_The tasks_.
1. Answer these questions about the captcha thread below:
(a) Which government does the first comment imagine buying the tool?
(b) Which three countries does the maps puzzle ask the reader to identify?
(c) What service does the website in the second comment use?
2. Can you continue the forum thread about captchas below, picking up after its final sentence?

━━━━━ Page text

And now I'm wondering if this may not be a spectacularly useful tool to raise
standards of education world-wide. Imagine, say, the French government buying
them and asking every person on the internet twice a day to match some
vocabulary to images: Identify "le baguette"! _Lingua Franca_ , le sequel.

Or a maps puzzle: "Please identify Equatorial Guinea, Papua New Guinea, and
Guinea-Bissau".

------
KCUOJJQJ
I just tried it on a website that uses Cloudflare and that always asks me to
solve a captcha. (I guess this website does this if the user has a foreign IP
address.) In the past I managed to get the non-script Recaptcha. But I don't
see a non-script Hcaptcha. I'm a little afraid of _possible_ browser
fingerprinting scripts. If there was an unwaivable, enforced right to privacy
I wouldn't be afraid.

━━━━━━━━━━
━━━━━ Dataset records

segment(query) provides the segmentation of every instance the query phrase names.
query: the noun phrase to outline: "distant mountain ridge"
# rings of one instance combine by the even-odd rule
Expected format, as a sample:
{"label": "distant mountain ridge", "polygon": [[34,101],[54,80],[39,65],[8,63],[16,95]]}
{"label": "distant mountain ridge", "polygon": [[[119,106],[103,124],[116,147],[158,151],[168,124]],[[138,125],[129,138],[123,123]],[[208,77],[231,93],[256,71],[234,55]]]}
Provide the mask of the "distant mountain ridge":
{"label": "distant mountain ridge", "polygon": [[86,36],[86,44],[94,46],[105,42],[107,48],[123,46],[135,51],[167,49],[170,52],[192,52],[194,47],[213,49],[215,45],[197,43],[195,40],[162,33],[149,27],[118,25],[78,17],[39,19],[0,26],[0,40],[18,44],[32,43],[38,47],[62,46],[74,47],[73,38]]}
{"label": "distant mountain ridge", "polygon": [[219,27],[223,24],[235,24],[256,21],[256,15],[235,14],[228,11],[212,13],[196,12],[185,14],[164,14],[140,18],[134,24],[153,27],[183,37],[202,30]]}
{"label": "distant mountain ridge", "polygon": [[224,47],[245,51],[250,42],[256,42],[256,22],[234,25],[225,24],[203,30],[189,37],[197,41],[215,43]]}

━━━━━━━━━━

_Replies_.
1.
(a) The French government.
(b) Equatorial Guinea, Papua New Guinea, and Guinea-Bissau.
(c) Cloudflare.

2.
Also, I don't want to solve any script captchas anymore because of a traumatic
experience with script Recaptcha. I had a portable Chromium with login cookies
for a few websites. I didn't use that Chromium for other websites than these
few. Suddenly, one service almost always demanded a new login after just 1
day. On each login I had to solve a script Recaptcha. I didn't find a way to
get non-script Recaptcha. According to the service evil spambots had attacked
it. Once, Recaptcha let me solve captchas for minutes, just to eventually tell
me I was a bot. I had an IP of a large internet provider. I deleted cookies,
got a VPN IP, tried it again, worked on the captchas in the exact same way as
before and managed to log in to my account. A website operator wrote in a
forum thread that Recaptcha was the only solution to the bot problem. One user
suggested "email login as an optional alternative". This was not implemented,
because apparently Recaptcha was really specifically the only solution. I then
switched to another service, which cost me a few hours of work. This traumatic
experience has made me completely unwilling to solve any script captcha.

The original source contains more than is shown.